## To do
Give back the records that follow exactly, images excluded.

─── Material provided

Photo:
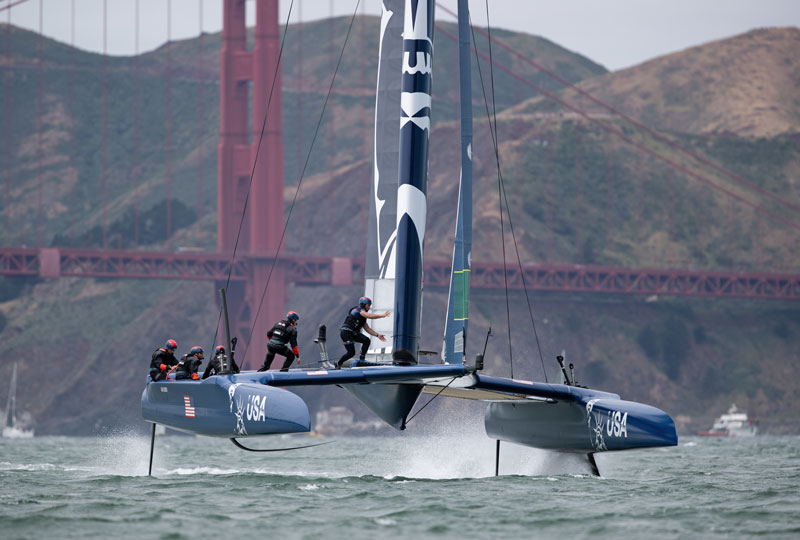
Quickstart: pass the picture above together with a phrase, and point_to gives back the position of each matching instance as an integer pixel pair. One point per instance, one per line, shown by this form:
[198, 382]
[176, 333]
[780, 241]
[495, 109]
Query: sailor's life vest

──────

## Output of the exercise
Photo:
Quickstart: pass the picture above together with a phrase, and point_to gives back the position of each matching instance as an integer pixel pair. One point per instance, one per line, shown by this form:
[198, 382]
[176, 333]
[780, 241]
[495, 109]
Query: sailor's life vest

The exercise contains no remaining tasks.